**Required tasks**.
a - In the article on the proposed workers' compensation rate cut, what does Garamendi cite as evidence that the overhaul of the system has not achieved its promise? Answer in one to three sentences.
b - Extend the article on the proposed workers' compensation rate cut beyond its final paragraph.

**Document text**.
-*-

Workers’ Comp Rate Cut Proposed at 2.2%
California employers renewing their workers’ compensation policies in the first half of 2005 would see their premiums fall by a meager 2.2% under the latest rate recommendation from Insurance Commissioner John Garamendi.
Insurers aren’t required to follow Garamendi’s counsel on workers’ comp rates, which pay for policies to cover medical treatment and disability benefits for victims of workplace injuries.
The fact that employers won’t see a bigger decline in premiums is evidence that the massive overhaul of the $19-billion system by Republican Gov. Arnold Schwarzenegger and the Democrat-controlled Legislature “has not achieved its promise,” Garamendi said Wednesday.
Leaders of business organizations, whose members have been pounded by workers’ comp premiums that doubled and tripled in the last few years, greeted the rate forecast with resignation but warned that their patience was beginning to wear out.
“We expect that by this time next year, rates will be 15% to 20% lower,” said Martyn Hopper, director of the California branch of the National Federation of Independent Businesses.
“If rate reductions don’t happen, small business is going to be very, very unhappy and will want to know specifically why and who is responsible.”
At least Garamendi’s recommendation was an improvement on the one made earlier by the influential Workers Compensation Insurance Ratings Bureau, which suggested employers pay 3.5% more next year.
Garamendi and the insurance industry said employers wouldn’t see significantly lower rates until state officials completed the regulations needed to implement last spring’s workers’ comp legislation. The regulations, released in draft form Wednesday, would create a new system for calculating permanent disability payments for injured workers -- the most controversial part of the workers’ comp overhaul.

-*-

**Dataset extract**.
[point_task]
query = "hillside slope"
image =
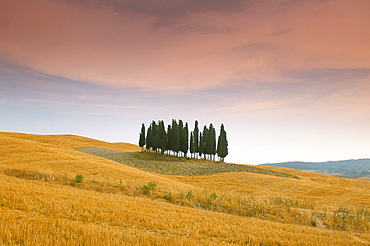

-*-

**Answers below**.
a - Garamendi cites the fact that employers will not see a larger decline in premiums. His latest recommendation would lower premiums by only 2.2% for California employers renewing their policies in the first half of 2005.

b -
The regulations could change substantially before the Jan. 1 deadline, but lawyers for injured workers already are squawking. The California Applicants’ Attorneys Assn., whose members represent injured workers, said the Schwarzenegger administration was proposing to slash benefits for permanently disabled employees to the lowest level since 1983, adjusted for inflation.
David Schwartz, the group’s president, is vowing to file a lawsuit to block the permanent disability rules, which would determine how much workers would be paid for varying degrees of disability. Under the proposed rules, he said, a warehouseman who had his leg amputated below the knee because of a workplace accident could see his total benefits reduced from $62,000 under the current rules to $36,000.
Rick Rice, assistant secretary of the California Labor and Workforce Development Agency, which administers the workers’ comp system, said Schwartz’s analysis “doesn’t make sense.”
Since July 2003, Garamendi said, he has recommended that insurance companies lower rates by a total 22.6% in response to cost-control measures contained in a series of changes in workers’ comp laws passed in the last two years.
Insurers -- following the lead of the government-backed State Compensation Insurance Fund -- have dropped average premiums by only 10.4%.
Garamendi called on lawmakers to move quickly next year to clear up what he said were ambiguities and errors in the law signed by the governor last April.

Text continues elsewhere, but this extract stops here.